The new occupants—a woman and her children living at a domestic violence shelter—paid only $1 for a month for their one-year stay, the Los Angeles Times reports. Tolbert didn’t know the family; the shelter chose them. Now Tolbert is once again opening his home to a woman and her three children, this time chosen by a different shelter.

Tolbert made the arrangement possible by moving in with his mother in one unit of a duplex he owns; his sister lives in the other unit. The two women are Buddhists, and Tolbert likes its concepts. “I’ve learned about how karma works,” he told the Times. “Blessings flow from making sure that others are taken care of.” He also acknowledges learning about sharing from his father, an entertainment lawyer now in a nursing home with Alzheimer’s disease. When Tolbert was growing up, his father often shared the family’s home with needy clients or friends.

Tolbert is a Harvard law grad who teaches street law as an adjunct professor at the University of California at Los Angeles School of Law. He also works as associate director of outreach at the school. “A large part of my job is to help equalize the playing field in the legal profession,” he told the Times. “Why shouldn’t I do that in my life?” He spoke to the newspaper in hopes it would inspire others.

CBS News has a video that includes an interview with the new mom who will occupy the home, Felicia Dukes. “My heart just fills up,” she told the network. “I’m just really happy.”

The previous mom who occupied the house, according to the Times, was “thankful but not effusive.” The story does not say whether the family took good care of the house, though it quotes Tolbert as saying the experience was “a good exercise in not grasping and hanging on to stuff. …. Short of them burning the house down, I had to accept that whatever they tear up, it can also be repaired.”

_Task list:_
1/ From the article about Tolbert's home, answer these questions:
(a) What monthly rent did the first family pay?
(b) At which school does Tolbert teach street law?
(c) What is the name of the mother who will next occupy the house?
2/ Reproduce the article about Tolbert's home from "The new occupants—a" to "clients or friends.", substituting "refuge" for "shelter".
Answers should rest on the article about Tolbert's home and nothing else.

_Stored data:_
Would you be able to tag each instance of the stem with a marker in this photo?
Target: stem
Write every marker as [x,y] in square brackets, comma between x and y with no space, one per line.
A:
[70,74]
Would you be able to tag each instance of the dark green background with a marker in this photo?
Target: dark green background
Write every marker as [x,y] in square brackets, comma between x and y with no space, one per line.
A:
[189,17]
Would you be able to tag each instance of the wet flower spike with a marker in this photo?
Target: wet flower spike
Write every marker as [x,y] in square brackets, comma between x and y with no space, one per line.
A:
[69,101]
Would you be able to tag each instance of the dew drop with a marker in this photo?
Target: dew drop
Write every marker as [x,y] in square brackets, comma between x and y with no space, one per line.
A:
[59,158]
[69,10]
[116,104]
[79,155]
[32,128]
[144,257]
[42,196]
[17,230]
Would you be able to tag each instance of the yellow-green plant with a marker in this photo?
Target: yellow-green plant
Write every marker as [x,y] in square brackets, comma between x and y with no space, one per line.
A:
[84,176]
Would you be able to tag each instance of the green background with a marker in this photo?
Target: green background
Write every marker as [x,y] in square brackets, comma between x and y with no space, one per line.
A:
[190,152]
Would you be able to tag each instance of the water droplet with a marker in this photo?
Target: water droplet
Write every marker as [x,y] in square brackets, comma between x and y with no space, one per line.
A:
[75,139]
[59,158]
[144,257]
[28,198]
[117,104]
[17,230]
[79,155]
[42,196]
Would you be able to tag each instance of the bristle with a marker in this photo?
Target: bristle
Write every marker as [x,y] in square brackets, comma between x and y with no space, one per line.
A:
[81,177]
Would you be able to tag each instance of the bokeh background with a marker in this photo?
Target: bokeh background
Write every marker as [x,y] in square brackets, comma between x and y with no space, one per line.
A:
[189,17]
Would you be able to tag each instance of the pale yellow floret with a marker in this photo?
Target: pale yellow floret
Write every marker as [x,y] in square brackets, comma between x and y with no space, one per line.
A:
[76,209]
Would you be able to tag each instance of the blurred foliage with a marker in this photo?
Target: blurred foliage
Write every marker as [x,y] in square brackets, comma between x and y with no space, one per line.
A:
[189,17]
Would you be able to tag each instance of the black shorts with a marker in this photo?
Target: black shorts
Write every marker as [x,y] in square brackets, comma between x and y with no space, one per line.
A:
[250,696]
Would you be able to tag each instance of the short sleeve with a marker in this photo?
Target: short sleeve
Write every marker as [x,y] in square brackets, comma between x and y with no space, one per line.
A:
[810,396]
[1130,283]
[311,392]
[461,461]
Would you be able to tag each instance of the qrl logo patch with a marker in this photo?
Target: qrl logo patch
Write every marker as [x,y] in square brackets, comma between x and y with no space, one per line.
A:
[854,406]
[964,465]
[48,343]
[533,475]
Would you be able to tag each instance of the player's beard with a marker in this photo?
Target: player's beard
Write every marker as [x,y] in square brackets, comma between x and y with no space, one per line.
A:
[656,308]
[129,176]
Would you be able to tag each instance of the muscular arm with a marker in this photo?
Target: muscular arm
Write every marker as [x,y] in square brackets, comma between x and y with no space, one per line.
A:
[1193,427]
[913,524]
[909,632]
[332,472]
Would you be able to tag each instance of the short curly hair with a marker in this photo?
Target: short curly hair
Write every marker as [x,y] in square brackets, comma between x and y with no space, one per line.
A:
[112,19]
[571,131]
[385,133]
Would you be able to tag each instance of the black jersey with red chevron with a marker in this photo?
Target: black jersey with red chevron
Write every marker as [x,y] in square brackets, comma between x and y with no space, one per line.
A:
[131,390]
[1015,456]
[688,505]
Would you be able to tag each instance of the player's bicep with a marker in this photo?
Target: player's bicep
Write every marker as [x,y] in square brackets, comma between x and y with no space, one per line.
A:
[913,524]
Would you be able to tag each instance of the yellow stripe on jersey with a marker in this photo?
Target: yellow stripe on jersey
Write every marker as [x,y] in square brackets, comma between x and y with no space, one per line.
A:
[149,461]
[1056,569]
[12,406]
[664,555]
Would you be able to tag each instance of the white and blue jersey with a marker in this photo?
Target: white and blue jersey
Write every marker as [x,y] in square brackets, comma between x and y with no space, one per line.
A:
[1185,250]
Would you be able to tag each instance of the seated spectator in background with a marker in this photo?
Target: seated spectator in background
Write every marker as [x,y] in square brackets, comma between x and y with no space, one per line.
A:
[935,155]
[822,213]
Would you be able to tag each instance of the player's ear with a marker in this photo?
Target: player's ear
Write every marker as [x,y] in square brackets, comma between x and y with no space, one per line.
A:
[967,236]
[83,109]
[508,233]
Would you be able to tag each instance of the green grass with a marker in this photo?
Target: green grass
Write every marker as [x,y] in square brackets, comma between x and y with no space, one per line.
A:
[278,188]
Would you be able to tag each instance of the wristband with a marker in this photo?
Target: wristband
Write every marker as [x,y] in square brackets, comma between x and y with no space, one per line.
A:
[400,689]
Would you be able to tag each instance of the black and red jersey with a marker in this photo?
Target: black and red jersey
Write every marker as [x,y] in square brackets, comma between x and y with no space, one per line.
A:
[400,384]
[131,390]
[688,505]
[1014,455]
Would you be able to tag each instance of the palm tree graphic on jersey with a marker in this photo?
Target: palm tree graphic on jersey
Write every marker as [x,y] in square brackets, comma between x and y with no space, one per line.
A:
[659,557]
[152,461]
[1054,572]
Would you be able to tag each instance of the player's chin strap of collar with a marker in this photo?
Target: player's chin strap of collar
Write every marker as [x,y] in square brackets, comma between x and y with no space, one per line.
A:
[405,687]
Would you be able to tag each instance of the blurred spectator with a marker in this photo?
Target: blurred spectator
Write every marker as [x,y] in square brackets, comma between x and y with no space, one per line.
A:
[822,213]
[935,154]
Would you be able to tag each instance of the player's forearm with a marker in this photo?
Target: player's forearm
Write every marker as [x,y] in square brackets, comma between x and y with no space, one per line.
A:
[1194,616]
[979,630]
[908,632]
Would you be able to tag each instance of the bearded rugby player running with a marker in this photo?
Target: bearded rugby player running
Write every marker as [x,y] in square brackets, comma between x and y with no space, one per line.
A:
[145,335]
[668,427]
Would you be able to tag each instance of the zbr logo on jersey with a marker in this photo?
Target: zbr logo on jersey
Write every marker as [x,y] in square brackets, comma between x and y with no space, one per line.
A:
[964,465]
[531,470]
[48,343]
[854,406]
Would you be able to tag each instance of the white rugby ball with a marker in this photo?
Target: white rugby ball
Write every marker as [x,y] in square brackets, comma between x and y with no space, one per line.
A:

_Expected outputs:_
1/
(a) $1 a month.
(b) The University of California at Los Angeles School of Law.
(c) Felicia Dukes.

2/
The new occupants—a woman and her children living at a domestic violence refuge—paid only $1 for a month for their one-year stay, the Los Angeles Times reports. Tolbert didn’t know the family; the refuge chose them. Now Tolbert is once again opening his home to a woman and her three children, this time chosen by a different refuge.

Tolbert made the arrangement possible by moving in with his mother in one unit of a duplex he owns; his sister lives in the other unit. The two women are Buddhists, and Tolbert likes its concepts. “I’ve learned about how karma works,” he told the Times. “Blessings flow from making sure that others are taken care of.” He also acknowledges learning about sharing from his father, an entertainment lawyer now in a nursing home with Alzheimer’s disease. When Tolbert was growing up, his father often shared the family’s home with needy clients or friends.